Dataset records:
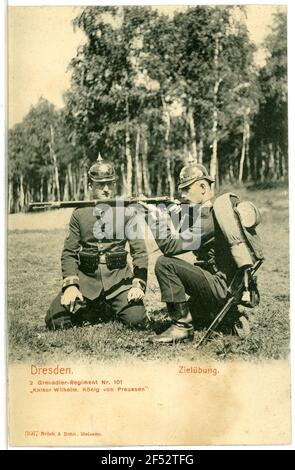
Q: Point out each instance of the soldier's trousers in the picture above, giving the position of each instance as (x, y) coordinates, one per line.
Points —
(178, 278)
(131, 314)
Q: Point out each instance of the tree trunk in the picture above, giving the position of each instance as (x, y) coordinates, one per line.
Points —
(21, 193)
(10, 196)
(271, 161)
(138, 170)
(53, 156)
(201, 146)
(159, 179)
(80, 178)
(145, 168)
(66, 188)
(171, 186)
(244, 148)
(41, 189)
(85, 183)
(191, 123)
(128, 187)
(70, 180)
(214, 157)
(49, 189)
(166, 118)
(122, 167)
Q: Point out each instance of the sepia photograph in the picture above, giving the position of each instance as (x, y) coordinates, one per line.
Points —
(148, 225)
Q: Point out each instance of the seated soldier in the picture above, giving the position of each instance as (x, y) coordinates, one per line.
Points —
(94, 262)
(204, 282)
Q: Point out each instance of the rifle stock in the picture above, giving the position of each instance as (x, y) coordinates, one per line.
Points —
(39, 206)
(233, 299)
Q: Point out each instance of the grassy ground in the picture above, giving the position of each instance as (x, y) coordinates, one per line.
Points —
(34, 246)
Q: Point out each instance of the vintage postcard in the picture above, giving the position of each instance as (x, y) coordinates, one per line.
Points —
(148, 233)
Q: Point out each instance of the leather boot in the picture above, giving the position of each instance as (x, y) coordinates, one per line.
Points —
(181, 328)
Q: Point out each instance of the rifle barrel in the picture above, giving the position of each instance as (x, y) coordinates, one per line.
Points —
(38, 206)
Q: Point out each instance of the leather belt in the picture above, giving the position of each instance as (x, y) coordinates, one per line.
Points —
(101, 259)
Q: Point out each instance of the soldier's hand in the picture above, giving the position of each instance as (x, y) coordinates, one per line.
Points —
(69, 297)
(150, 207)
(135, 294)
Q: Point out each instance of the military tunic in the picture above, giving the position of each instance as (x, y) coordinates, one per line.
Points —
(205, 282)
(98, 232)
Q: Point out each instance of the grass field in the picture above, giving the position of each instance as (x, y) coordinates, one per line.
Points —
(34, 247)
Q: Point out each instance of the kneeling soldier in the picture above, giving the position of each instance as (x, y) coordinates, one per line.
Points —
(203, 282)
(94, 261)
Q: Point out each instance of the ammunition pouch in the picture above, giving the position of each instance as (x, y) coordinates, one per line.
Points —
(207, 265)
(116, 260)
(88, 262)
(253, 298)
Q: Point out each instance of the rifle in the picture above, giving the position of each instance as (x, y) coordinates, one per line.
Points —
(235, 291)
(39, 206)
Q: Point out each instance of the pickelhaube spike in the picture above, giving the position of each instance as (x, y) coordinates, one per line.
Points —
(191, 160)
(193, 172)
(101, 171)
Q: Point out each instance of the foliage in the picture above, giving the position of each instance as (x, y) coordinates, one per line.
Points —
(147, 91)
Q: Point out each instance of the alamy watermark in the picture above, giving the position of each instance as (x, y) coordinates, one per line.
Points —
(123, 220)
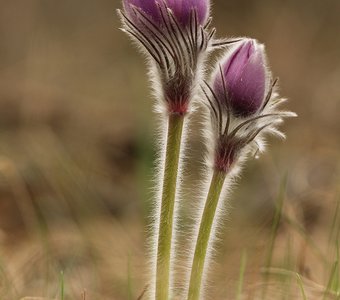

[What is required] Transcribe the records above exactly, leaving out every picture.

[Solution to this exercise]
Q: Point out each instance of the soldier's trousers in the picture above, giving the position of each instance as (x, y) coordinates, one per line.
Points —
(178, 278)
(131, 314)
Q: Point out each instance of the tree trunk in the picture above, giving the position of each instance as (x, y) coordinates, one per line.
Points —
(21, 193)
(10, 196)
(271, 161)
(138, 170)
(53, 156)
(201, 146)
(159, 179)
(80, 178)
(145, 168)
(66, 188)
(171, 186)
(244, 148)
(41, 189)
(85, 183)
(191, 123)
(128, 187)
(70, 180)
(214, 157)
(49, 189)
(166, 118)
(122, 167)
Q: Point out each instance of the sepia photograph in the picture above, giving the position of each instance as (x, y) coordinates, one per line.
Points —
(148, 225)
Q: Point out each instance of the seated soldier in the picture above, giving the position of each instance as (x, y) coordinates, one per line.
Points —
(94, 262)
(204, 282)
Q: Point out each instance of the rifle stock in the picture above, giving the position of each instance as (x, y) coordinates, one per line.
Points —
(39, 206)
(233, 299)
Q: Point out each instance of the grassy ground in the picture above, giving the position of each instance as (x, y) coordinates, one per line.
Points —
(34, 246)
Q: Point out each instance of the vintage postcard in the picture above, giving the position of each instance as (x, y) coordinates, one per line.
Points —
(148, 233)
Q: Point out each instance of the leather boot in the picture above, giving the position of each instance as (x, y) coordinates, one per line.
Points —
(181, 328)
Q: Point out each instance of the rifle barrel in the picture above, giving the position of each instance as (x, y) coordinates, one per line.
Points —
(38, 206)
Q: Point out each instance of the leather belt in the picture above, giving the position of each instance as (x, y) coordinates, one per line.
Points —
(101, 259)
Q: Point out each instance of the soldier's hand in the picture above, giving the position of each instance as (x, y) coordinates, one per line.
Points —
(69, 297)
(150, 207)
(135, 294)
Q: Point out each instance of the military tunic in the picture above, giving the position of each instance as (x, y) coordinates, one per line.
Points —
(205, 282)
(98, 232)
Q: Point out each instance of the grass field in the picture above, giving the position of each instance as (x, y) coordinates, one per line.
Points —
(34, 247)
Q: Point out each instance of the kneeling soldier in the picture above, giving the position of each instance as (x, y) coordinates, one per line.
Points —
(203, 282)
(94, 261)
Q: Point out each instance of the ammunition pouch in the picture above, giving the position of each instance as (x, y) coordinates, one per line.
Points —
(207, 265)
(116, 260)
(88, 262)
(253, 298)
Q: Point out each instance of the rifle in the picture above, giving the position of each instance as (x, y) coordinates, one per line.
Points —
(235, 291)
(39, 206)
Q: Point out each instance of the pickelhaube spike in the picture above, giving the position of each instance as (x, y) coordinates, one per line.
Points —
(191, 160)
(193, 172)
(101, 171)
Q: Point out each instance of the foliage in the picture above, giving the position of each instance as (x, y) coordinates, one per line.
Points —
(147, 91)
Q: Point out each instance of the alamy watermark in the picture above, giving the position of each instance as (x, y) coordinates, one per line.
Points —
(123, 220)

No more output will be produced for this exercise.